Your assignment: Restate every record exactly, with nothing skipped.

[Start of Attachment]

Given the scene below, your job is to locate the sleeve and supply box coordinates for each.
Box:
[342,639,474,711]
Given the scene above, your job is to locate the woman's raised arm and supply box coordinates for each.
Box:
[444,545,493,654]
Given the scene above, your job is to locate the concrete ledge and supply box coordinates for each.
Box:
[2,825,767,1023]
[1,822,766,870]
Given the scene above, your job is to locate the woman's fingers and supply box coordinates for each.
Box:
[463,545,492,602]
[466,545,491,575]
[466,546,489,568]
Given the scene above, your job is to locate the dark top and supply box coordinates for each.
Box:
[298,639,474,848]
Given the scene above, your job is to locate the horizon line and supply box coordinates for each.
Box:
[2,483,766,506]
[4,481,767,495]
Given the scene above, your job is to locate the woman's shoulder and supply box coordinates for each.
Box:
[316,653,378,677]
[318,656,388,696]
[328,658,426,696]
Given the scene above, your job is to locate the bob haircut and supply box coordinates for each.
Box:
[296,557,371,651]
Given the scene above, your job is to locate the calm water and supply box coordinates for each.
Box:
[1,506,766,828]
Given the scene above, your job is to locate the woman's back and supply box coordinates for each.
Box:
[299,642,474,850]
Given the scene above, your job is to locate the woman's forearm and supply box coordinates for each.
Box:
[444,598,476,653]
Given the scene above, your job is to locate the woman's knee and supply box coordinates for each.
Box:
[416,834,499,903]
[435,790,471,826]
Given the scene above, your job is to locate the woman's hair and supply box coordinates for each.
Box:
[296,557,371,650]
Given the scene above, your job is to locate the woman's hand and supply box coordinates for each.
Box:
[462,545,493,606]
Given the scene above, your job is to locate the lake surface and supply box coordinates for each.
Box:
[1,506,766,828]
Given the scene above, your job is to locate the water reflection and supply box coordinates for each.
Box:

[End of Attachment]

Problem solution:
Given the scene below, your job is to locate the sleeve and supply box coordinates for each.
Box:
[342,639,474,711]
Given the scene above, your job is to locate the woman's raised arm and supply box coordinates for each.
Box:
[444,545,493,654]
Given the scene above, your job is to locate the concrete ledge and supply box coordinates for each.
Box:
[2,825,767,1023]
[1,822,766,870]
Given the scene above, your job is to locate the woman's fingers and supply box coordinates for each.
Box:
[463,545,492,602]
[466,545,491,575]
[466,546,489,568]
Given the scene above, your job is to locate the dark top and supply box coordinates for each.
Box:
[298,639,474,848]
Given the scene above, your job is to locate the horizon line and supply box coordinates for each.
Box:
[2,483,766,506]
[4,481,767,495]
Given the scene above, your job is to locate the woman's shoulder and supply box coordinates for each.
Box:
[316,653,378,677]
[318,656,388,696]
[328,658,426,696]
Given the scene above, your job is to locate the bob haircut and supply box coordinates for each.
Box:
[296,557,371,651]
Given the scene above, your job is to locate the calm water and supply box coordinates for each.
Box:
[1,506,766,828]
Given the scene above, your job is to locate the woman's back and supply box coordinates for each.
Box:
[299,642,474,850]
Given the scene above, your job is to locate the woman's forearm and supply box coordinates for each.
Box:
[444,598,476,653]
Given the scene above, your job is to locate the woman's knee and supply box coordinates for each.
Box:
[416,834,499,903]
[435,790,471,826]
Given the scene above, your job is to locate the woman's hair and supply box coordinates for each.
Box:
[296,557,371,650]
Given the scene above, your job is to locate the woman's hand and supply box coordinates for each.
Box:
[462,545,493,606]
Given the scene above, your job is to locate the lake surface and supply box coordinates for each.
Box:
[1,506,766,828]
Given the scene above, your job is to locate the water reflection and supply box coordinates for each.
Box:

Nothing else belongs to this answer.